[Stated task]: Your task is to quote the material that follows, in full and exactly.

=-=-=-=-=

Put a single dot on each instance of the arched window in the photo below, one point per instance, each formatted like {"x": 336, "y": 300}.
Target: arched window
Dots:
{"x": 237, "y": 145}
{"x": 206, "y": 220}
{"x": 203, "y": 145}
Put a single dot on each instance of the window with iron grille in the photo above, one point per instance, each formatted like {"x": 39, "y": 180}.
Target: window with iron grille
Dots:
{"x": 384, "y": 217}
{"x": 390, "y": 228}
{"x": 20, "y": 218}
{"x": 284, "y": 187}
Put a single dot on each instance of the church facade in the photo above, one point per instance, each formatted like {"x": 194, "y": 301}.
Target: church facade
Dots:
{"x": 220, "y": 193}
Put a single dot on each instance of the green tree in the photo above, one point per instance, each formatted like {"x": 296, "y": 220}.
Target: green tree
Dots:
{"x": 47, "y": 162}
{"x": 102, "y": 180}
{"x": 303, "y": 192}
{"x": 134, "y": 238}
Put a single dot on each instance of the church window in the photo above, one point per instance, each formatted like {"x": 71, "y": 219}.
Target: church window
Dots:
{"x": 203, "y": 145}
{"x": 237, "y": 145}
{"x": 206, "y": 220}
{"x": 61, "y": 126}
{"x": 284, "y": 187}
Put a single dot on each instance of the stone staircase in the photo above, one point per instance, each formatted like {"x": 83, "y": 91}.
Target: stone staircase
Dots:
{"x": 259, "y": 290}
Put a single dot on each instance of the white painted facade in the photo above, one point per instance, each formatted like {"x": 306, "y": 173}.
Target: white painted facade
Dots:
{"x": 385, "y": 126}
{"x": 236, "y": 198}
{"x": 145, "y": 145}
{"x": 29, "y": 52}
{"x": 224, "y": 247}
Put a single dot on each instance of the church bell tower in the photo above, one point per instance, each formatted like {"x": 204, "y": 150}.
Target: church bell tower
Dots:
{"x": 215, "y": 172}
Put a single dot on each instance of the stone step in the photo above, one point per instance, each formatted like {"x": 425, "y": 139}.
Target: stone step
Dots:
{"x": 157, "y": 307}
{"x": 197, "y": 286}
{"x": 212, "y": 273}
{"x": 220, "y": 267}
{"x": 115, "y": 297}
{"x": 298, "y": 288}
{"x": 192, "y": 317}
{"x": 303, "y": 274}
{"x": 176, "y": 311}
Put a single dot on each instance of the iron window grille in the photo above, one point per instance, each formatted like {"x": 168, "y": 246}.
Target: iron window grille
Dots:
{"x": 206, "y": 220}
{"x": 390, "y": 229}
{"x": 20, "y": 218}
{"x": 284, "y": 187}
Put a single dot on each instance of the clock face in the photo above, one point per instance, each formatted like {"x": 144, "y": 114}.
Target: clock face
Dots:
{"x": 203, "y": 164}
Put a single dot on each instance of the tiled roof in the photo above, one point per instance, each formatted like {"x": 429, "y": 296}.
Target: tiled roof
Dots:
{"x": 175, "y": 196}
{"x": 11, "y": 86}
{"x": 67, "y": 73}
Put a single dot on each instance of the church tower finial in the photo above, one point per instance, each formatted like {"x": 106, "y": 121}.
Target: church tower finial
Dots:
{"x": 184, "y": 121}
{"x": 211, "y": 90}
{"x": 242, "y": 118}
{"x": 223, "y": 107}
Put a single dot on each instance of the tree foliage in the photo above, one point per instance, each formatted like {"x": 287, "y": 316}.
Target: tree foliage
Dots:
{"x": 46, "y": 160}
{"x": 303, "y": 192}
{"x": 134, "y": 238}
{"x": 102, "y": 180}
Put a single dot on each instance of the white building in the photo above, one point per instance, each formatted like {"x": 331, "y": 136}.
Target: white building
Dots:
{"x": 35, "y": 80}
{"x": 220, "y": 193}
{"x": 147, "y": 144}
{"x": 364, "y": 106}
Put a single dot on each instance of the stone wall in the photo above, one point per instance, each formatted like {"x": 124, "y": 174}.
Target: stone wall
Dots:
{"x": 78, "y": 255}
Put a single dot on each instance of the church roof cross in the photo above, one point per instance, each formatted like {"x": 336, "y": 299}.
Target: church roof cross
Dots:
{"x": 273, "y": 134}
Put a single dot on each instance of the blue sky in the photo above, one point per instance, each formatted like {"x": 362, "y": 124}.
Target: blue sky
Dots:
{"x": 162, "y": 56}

=-=-=-=-=

[Solution below]:
Put a single dot on each instance of the arched window in the photo below, one point per instance, each formatted like {"x": 336, "y": 300}.
Target: arched window
Dots:
{"x": 237, "y": 145}
{"x": 206, "y": 220}
{"x": 203, "y": 145}
Put a single dot on each instance of the window with iron grille in the photo above, one point per instance, each formatted like {"x": 39, "y": 180}.
Target: window with iron grille
Dots:
{"x": 384, "y": 217}
{"x": 390, "y": 228}
{"x": 20, "y": 218}
{"x": 284, "y": 187}
Put a single dot on each instance of the church facade in the photo above, one point per instance, each formatted like {"x": 194, "y": 301}.
Target: church facade
Dots:
{"x": 220, "y": 193}
Put a single dot on each instance of the green tree in the photo above, one point per instance, each formatted like {"x": 296, "y": 220}.
Target: green tree
Dots:
{"x": 47, "y": 162}
{"x": 102, "y": 180}
{"x": 303, "y": 192}
{"x": 134, "y": 238}
Put a single dot on each instance of the church window in the photo above, one point per instance, each formatted like {"x": 71, "y": 219}.
Target: church window
Dots:
{"x": 203, "y": 145}
{"x": 237, "y": 145}
{"x": 206, "y": 220}
{"x": 61, "y": 126}
{"x": 284, "y": 187}
Put a single dot on each instance of the stone staircase in the photo above, one point per instance, each formatted like {"x": 83, "y": 91}.
Target: stone staircase
Dots:
{"x": 259, "y": 290}
Put a single dot on each instance of the white painted facade in the photo above, one point per instance, each formatted like {"x": 306, "y": 173}.
Target: white painted facade
Dots:
{"x": 385, "y": 126}
{"x": 236, "y": 198}
{"x": 145, "y": 145}
{"x": 29, "y": 52}
{"x": 224, "y": 247}
Put a single dot on each instance of the church bell tower in the photo above, one point per instance, each formatted like {"x": 204, "y": 150}.
Target: church bell tower
Dots:
{"x": 215, "y": 172}
Put a single dot on each instance of the stone step in the photo above, one point per instance, each formatted like {"x": 425, "y": 139}.
Target: stone step
Dots:
{"x": 157, "y": 307}
{"x": 197, "y": 286}
{"x": 212, "y": 273}
{"x": 220, "y": 267}
{"x": 115, "y": 297}
{"x": 298, "y": 288}
{"x": 192, "y": 317}
{"x": 303, "y": 274}
{"x": 176, "y": 311}
Put a single dot on each instance of the iron window grille in the photo above, one point per instance, each formatted like {"x": 168, "y": 246}.
Target: iron window grille
Dots:
{"x": 206, "y": 220}
{"x": 390, "y": 229}
{"x": 20, "y": 218}
{"x": 284, "y": 187}
Put a single dot on each instance of the clock face in the photo above, one point per instance, each formatted like {"x": 144, "y": 114}.
Target: clock face
Dots:
{"x": 203, "y": 164}
Put a single dot on each instance of the tiled roof in the photo above, one point per instance, each formatted like {"x": 429, "y": 296}.
Target: tiled roof
Dots:
{"x": 175, "y": 196}
{"x": 11, "y": 86}
{"x": 67, "y": 73}
Put a single dot on each instance of the church tower finial in the photo above, one point per instance, each formatted like {"x": 106, "y": 121}.
Target: church tower finial
Dots:
{"x": 184, "y": 121}
{"x": 211, "y": 90}
{"x": 242, "y": 118}
{"x": 223, "y": 107}
Put a single dot on each instance of the tree foliage in the photo above, one point per instance, each formatted like {"x": 287, "y": 316}.
Target: tree foliage
Dots:
{"x": 46, "y": 160}
{"x": 303, "y": 192}
{"x": 134, "y": 238}
{"x": 102, "y": 180}
Put a single dot on each instance of the white building in the photo above, one point per instance, each formatted like {"x": 331, "y": 136}.
Target: white building
Dots:
{"x": 35, "y": 80}
{"x": 220, "y": 193}
{"x": 147, "y": 144}
{"x": 364, "y": 106}
Put a single dot on each instance of the stone wall in the photo above, one point per instance, each formatted like {"x": 124, "y": 174}.
Target: stone wall
Dots:
{"x": 78, "y": 255}
Put a single dot on each instance of the church roof cross in the photo above, one point per instance, each formatted like {"x": 336, "y": 299}.
Target: church roof cross
Dots:
{"x": 273, "y": 134}
Put a single dot on each instance of the blue sky in the photo above, one point per instance, each formatted like {"x": 362, "y": 124}.
Target: blue sky
Dots:
{"x": 162, "y": 56}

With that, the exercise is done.